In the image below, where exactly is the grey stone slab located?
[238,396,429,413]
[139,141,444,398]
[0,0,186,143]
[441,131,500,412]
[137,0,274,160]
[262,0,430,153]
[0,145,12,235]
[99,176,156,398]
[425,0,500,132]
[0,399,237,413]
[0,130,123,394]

□ □ □

Task to carry out:
Format the data above as a CSV with the two columns input and output. Give one row for each input paired with its output, put each field in double quotes, and replace any line breaks inside a field with spaces.

Task solution:
input,output
"In the image below, where exactly is the grey stone slab located?","[238,396,429,413] [139,141,444,398] [0,0,186,143] [441,131,500,412] [137,0,274,160] [262,0,430,153] [0,145,12,235] [99,176,156,398] [425,0,500,132] [0,399,237,413] [0,130,123,394]"